* [SELECTED TEXT]:
# # #

This is a terrific book and is well summarized by its title. The intersecting concepts of idolatry and worship are examined in this large scale biblical theological study. Beale's core claim, "What we revere, we will resemble either
for our ruin or for our restoration," aptly captures the central biblical insight about idolatry. As creatures of the Living God, we are made to worship our Creator, and in a tragic reversal, we turn instead to worship the "dead" idols that we have created with our own hands. The question is not whether we will worship but rather what we will worship. Beale's earlier work, The Temple and the Church's Mission: A Biblical Theology of the Dwelling Place of God (InterVarsity Press, 2004), provided much of the biblical framework of worship underlying this latter project on idolatry. Though each book stands on its own, the volumes can be read with greater benefit in tandem with each other.
In this volume on idolatry, Beale traces in meticulous detail the biblical accounts of idolatry right through the entire canon. He provides a slow and careful exegesis of the major passages dealing with idolatry. Following him will require much effort on the part of the reader, but is worth every bit of effort given. It is by painstaking efforts of this sort that the theological unity of the Scriptures can be sustained and our own theological impositions avoided. Beale's labors give ample testimony that it is not fundamentally we who interpret Scripture but Scripture that interprets us.
Beale starts with the foundational text of Isaiah 6 and then proceeds backward through Exodus 32 (the golden calf episode at Mt. Sinai) all the way to Genesis 1-3. The problem of the prophetic materials, as evidenced by Isaiah 6, is Israel's persistent sin across many generations. As God's chosen nation, the prophets wrestle with the irony of Israel's apparent disloyalty to the God who is so faithful to them. The language of the blinding of the eyes and the deafening of the ears is applied to Israel both corporately and individually. Beale traces this language of sensory malfunctioning to the covenantal indictment on idolatry. As Israel has worshipped idols, so they have become like the idols, having eyes but not seeing and having ears but not hearing. The contrast is made all the more sharp by comparing the Living God with the lifeless idols fashioned from wood and stone. By following the idols, Israel has become spiritually lifeless in reflecting the very idols they have made with their own hands.

# # #

(Collected data)
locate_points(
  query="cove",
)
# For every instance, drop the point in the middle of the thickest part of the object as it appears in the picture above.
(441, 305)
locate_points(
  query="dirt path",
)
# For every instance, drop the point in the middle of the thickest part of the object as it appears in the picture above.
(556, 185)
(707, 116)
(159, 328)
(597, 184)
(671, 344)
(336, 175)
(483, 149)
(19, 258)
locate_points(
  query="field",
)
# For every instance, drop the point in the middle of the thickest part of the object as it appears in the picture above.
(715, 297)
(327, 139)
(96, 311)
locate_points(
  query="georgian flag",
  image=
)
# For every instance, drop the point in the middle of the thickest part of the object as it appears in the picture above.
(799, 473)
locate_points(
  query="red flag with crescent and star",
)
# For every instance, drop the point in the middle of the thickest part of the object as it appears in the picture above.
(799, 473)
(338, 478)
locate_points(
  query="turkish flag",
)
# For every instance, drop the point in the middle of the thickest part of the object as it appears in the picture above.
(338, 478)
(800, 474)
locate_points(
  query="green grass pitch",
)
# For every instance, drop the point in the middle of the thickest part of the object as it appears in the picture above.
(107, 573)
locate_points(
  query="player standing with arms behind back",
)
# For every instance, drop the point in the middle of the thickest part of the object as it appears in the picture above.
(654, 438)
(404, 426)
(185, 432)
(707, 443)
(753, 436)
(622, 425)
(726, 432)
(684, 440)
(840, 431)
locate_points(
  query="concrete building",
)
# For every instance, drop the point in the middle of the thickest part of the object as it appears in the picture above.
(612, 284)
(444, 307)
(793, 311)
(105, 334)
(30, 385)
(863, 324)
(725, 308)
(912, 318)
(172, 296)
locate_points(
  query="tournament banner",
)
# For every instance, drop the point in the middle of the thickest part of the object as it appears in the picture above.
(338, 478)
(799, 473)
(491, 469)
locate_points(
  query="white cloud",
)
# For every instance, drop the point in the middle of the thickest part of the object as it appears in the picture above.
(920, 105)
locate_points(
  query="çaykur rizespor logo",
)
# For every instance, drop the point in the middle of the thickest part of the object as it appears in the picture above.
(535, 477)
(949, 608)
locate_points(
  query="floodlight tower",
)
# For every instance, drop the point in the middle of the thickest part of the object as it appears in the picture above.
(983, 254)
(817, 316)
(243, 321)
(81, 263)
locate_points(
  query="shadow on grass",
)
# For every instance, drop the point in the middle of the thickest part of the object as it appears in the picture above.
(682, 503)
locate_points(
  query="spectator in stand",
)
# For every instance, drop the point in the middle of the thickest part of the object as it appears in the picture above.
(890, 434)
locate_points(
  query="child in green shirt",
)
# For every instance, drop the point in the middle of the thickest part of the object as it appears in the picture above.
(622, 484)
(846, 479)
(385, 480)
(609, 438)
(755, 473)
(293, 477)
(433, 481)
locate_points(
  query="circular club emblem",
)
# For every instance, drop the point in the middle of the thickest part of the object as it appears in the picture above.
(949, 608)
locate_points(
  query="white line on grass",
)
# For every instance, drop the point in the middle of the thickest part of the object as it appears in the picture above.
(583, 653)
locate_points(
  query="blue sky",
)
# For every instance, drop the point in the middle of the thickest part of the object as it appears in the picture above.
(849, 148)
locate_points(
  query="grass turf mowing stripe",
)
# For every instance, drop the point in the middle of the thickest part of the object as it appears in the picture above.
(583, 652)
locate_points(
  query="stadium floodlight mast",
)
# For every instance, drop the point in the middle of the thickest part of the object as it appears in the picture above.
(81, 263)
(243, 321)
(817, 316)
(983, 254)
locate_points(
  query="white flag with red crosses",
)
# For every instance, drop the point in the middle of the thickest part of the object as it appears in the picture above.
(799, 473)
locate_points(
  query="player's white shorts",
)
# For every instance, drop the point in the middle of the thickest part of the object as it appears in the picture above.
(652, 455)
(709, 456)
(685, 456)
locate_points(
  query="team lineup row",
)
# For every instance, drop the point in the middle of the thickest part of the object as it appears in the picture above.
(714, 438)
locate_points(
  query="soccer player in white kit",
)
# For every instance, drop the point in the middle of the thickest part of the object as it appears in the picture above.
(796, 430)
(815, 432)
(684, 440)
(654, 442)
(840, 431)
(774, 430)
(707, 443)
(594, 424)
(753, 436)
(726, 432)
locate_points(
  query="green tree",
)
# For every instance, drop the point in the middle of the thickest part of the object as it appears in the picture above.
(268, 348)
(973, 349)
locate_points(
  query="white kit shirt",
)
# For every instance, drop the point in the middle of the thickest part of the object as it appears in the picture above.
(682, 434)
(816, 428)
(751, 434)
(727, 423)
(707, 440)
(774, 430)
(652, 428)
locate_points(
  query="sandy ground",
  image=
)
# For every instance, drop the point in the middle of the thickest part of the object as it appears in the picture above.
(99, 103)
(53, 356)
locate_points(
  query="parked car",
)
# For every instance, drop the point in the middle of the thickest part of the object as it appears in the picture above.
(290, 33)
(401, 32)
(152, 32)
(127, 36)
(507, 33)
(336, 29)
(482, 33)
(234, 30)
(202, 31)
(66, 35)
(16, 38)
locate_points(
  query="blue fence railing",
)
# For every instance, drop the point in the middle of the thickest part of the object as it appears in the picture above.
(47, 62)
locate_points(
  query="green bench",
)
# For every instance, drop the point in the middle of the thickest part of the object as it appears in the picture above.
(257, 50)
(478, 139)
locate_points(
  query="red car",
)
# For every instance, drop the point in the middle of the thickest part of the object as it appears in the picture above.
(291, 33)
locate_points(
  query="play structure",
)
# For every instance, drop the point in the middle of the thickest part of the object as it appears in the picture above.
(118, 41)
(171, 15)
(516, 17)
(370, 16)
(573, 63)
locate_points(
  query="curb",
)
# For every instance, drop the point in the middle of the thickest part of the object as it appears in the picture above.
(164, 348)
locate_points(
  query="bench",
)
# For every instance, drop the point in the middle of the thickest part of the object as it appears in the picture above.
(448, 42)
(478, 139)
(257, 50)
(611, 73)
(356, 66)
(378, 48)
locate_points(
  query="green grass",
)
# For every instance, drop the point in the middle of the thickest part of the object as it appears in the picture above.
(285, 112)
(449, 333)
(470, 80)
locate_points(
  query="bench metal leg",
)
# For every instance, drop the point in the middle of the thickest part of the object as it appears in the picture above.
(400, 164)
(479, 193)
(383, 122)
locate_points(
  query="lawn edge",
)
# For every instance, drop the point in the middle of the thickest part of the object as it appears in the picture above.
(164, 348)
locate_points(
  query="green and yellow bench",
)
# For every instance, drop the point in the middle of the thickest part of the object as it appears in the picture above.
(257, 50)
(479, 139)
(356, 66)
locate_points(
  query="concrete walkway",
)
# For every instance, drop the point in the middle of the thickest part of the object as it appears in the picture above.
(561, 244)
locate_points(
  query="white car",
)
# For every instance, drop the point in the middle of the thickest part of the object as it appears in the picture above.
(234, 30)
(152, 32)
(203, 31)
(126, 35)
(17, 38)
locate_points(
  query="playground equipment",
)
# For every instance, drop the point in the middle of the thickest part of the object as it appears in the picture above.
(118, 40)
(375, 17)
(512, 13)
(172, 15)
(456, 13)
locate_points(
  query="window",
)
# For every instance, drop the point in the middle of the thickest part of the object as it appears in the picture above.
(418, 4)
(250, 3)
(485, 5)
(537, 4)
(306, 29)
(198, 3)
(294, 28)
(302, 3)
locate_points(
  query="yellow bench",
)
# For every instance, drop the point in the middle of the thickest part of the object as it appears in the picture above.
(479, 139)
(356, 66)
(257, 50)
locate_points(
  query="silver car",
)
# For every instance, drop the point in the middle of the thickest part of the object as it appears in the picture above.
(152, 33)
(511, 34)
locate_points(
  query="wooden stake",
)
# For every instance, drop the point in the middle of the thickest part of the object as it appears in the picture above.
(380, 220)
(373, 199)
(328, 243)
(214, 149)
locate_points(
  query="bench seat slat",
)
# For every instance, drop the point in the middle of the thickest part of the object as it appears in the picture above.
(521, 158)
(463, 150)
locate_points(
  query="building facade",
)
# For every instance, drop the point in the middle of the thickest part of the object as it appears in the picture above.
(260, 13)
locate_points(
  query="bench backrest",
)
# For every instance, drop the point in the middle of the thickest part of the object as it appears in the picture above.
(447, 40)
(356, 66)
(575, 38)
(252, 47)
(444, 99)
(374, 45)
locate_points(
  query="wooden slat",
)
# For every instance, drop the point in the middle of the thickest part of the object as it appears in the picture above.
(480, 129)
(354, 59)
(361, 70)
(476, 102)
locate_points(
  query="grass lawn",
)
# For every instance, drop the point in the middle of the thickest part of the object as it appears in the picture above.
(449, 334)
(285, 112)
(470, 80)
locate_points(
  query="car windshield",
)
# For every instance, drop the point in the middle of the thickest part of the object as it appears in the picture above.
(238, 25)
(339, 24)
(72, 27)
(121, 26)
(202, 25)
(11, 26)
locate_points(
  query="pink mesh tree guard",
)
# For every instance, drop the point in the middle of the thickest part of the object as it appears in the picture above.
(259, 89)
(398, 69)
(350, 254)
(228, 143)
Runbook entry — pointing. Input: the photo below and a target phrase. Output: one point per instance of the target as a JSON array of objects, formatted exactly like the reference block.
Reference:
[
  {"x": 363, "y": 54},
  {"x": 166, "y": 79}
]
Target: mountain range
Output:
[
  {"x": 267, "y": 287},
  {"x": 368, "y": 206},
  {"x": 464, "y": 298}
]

# # #

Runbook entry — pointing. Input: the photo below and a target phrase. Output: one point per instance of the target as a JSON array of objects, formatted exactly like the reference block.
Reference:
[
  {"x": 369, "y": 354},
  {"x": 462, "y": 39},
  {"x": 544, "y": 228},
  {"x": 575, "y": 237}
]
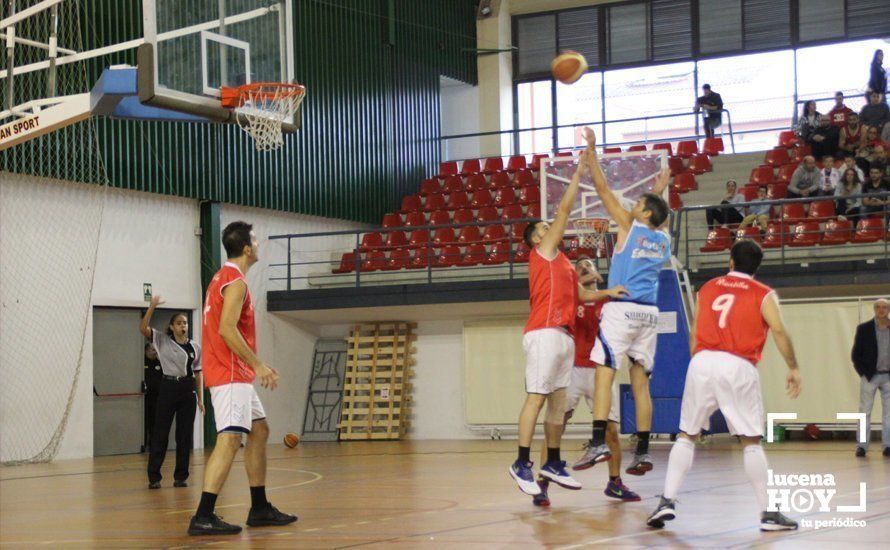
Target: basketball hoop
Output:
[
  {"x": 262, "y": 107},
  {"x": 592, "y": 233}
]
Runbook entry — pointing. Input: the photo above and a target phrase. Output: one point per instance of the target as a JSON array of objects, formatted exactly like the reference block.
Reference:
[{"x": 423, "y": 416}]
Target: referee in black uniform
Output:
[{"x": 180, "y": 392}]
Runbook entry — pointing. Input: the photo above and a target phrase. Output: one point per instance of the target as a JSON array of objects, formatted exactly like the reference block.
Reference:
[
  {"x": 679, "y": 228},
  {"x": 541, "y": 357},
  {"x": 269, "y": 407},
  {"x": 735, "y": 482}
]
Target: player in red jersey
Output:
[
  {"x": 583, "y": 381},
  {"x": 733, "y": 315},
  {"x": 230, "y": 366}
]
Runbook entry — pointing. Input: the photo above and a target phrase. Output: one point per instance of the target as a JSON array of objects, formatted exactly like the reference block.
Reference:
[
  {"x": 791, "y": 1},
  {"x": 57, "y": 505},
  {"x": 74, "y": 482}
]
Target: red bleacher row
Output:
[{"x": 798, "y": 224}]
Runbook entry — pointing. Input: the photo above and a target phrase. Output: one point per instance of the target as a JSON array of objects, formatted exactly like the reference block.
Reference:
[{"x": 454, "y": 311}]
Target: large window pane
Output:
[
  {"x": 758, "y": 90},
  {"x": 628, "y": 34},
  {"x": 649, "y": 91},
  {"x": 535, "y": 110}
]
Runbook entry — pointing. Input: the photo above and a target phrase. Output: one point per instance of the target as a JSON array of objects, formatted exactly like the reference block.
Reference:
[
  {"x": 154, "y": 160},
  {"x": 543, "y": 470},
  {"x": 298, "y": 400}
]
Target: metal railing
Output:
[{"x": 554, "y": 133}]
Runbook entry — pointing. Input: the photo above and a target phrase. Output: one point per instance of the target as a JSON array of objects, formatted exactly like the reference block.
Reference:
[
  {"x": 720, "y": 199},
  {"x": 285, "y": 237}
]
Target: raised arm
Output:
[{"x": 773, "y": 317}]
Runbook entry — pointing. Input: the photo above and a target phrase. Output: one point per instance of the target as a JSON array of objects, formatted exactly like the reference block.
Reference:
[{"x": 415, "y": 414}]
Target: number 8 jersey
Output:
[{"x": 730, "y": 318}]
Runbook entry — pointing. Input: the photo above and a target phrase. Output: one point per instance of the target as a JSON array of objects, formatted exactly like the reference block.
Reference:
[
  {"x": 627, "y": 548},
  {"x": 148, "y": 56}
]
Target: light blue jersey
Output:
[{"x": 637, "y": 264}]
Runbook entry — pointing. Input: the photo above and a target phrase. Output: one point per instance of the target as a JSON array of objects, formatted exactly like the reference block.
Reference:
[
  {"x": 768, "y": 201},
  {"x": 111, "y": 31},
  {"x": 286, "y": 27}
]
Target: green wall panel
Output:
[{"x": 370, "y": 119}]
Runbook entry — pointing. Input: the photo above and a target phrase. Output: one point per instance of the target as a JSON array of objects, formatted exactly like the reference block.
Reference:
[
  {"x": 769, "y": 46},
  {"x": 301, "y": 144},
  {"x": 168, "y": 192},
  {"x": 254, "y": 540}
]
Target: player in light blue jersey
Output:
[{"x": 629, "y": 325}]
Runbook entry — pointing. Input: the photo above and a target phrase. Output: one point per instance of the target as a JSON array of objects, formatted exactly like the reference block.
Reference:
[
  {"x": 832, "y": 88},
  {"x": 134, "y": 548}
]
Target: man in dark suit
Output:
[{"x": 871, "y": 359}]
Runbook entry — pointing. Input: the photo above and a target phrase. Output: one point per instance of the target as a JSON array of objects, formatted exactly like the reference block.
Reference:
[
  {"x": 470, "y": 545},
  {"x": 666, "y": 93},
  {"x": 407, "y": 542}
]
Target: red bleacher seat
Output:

# # #

* [EXERCISE REQUIREMENTS]: According to the book review above, which biblical passage does Beale begin with?

* [RESPONSE BELOW]: Isaiah 6.